Segment Start: Exercise material
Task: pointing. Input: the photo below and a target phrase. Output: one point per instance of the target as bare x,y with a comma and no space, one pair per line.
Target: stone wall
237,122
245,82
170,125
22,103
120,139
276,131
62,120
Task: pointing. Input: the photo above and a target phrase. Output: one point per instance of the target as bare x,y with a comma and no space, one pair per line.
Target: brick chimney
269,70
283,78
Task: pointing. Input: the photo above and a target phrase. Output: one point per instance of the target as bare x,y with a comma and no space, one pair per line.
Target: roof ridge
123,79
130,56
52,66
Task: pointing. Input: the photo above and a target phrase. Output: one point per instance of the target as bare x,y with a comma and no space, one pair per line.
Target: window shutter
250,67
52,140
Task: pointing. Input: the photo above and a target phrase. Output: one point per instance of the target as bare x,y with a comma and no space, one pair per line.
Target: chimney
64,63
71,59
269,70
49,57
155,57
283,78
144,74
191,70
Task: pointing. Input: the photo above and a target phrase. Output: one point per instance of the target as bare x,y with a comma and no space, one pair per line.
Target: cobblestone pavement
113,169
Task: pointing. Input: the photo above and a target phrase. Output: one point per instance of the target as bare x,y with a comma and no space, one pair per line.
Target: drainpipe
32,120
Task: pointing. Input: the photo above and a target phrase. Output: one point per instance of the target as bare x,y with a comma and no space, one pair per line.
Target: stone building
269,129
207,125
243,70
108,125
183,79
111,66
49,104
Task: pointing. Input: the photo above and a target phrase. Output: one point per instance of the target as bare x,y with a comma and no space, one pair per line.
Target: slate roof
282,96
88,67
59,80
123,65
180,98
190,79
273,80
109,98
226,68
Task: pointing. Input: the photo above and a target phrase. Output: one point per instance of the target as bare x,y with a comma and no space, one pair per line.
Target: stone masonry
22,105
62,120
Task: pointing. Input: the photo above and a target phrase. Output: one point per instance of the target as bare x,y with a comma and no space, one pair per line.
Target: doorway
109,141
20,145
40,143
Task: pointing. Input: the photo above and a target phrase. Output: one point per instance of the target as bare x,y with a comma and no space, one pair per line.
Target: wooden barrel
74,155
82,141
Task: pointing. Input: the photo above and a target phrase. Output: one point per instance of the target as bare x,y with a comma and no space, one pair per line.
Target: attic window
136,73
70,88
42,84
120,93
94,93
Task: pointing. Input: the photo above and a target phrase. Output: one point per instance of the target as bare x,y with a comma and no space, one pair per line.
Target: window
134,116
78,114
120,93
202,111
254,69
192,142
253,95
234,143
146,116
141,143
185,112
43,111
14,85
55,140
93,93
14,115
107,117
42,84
Segment End: Exercise material
*Work task*
Copy all records verbatim.

*Final answer*
Task: pointing. Input: the photo below and a target phrase. Output: one point per instance of the target as bare x,y with a comma and no space, one pair per line.
Target: stone wall
237,122
245,82
170,125
22,103
120,139
276,131
62,120
Task: pointing. Input: the photo above and a target phrase. Output: one point per instance of the target as bare x,y with a comma and no space, one pair per line.
Target: brick chimney
269,70
283,78
Task: pointing. Input: the photo above and a target phrase. Output: one point per instance of the target as bare x,y with a comma and no space, one pair per line.
Target: roof ridge
123,79
130,56
52,66
Task: pointing. Input: the photo above and a target phrase. Output: one point per instance of the target as bare x,y with a comma and no space, one pair per line.
Target: window shutter
250,67
52,140
Task: pointing. Input: the photo above and a target phrase. Output: one point per instance of the target as bare x,y with a comma and no space, one pair per line.
Target: chimney
64,63
71,59
269,70
49,57
155,57
283,78
144,74
191,70
Task: pointing. Input: the photo above and a target phrase. Output: one point per instance of the target as bare x,y with a comma and no space, one pair per line.
Target: cobblestone pavement
113,169
Task: pointing. Input: the photo above and a target phrase. Output: one point per instance of the target as bare x,y with a comma and no space, one pair per line.
Target: drainpipe
32,120
Task: pointing. Input: the photo above and a target phrase. Output: one point per instance of the target as bare x,y with a comma and no space, one pair per line.
Target: stone building
269,129
207,125
243,70
108,125
183,79
111,66
49,104
Task: pointing. Input: the photo above and a target phrase. Output: one point per instance of the target as bare x,y with a comma and no space, one pair per line.
Target: slate roof
282,96
88,67
59,80
123,65
180,98
190,79
273,80
109,98
226,68
Task: pointing. Input: the photo above and a target phrase. Output: one point per instance of the target as bare x,y with a comma and no space, one pair per line.
Target: stone masonry
22,105
62,120
Task: pointing. Input: the photo above and a target phrase. Output: one point per instance of the target as bare x,y with a comma and no space, one pair per line.
Target: doorway
109,141
20,145
40,143
Task: pointing. Input: the photo above and a target phrase. Output: one point per instance of the target as bare x,y with a comma and no space, one pair per line.
Target: wooden barrel
74,155
82,141
Task: pointing. Input: the photo above and a target phrase. Output: one point per instance of the target as bare x,y with a comma and no space, one pair per line.
Target: attic window
136,73
70,88
42,84
120,93
94,93
Task: pointing. Input: the photo above and a target phrase. Output: one point per instance of the target as bare x,y with a comma and no space, one pair per line.
Target: window
134,116
78,114
120,93
202,111
254,69
192,142
253,95
234,143
146,116
141,143
185,112
43,111
14,85
55,140
93,93
14,115
107,117
42,84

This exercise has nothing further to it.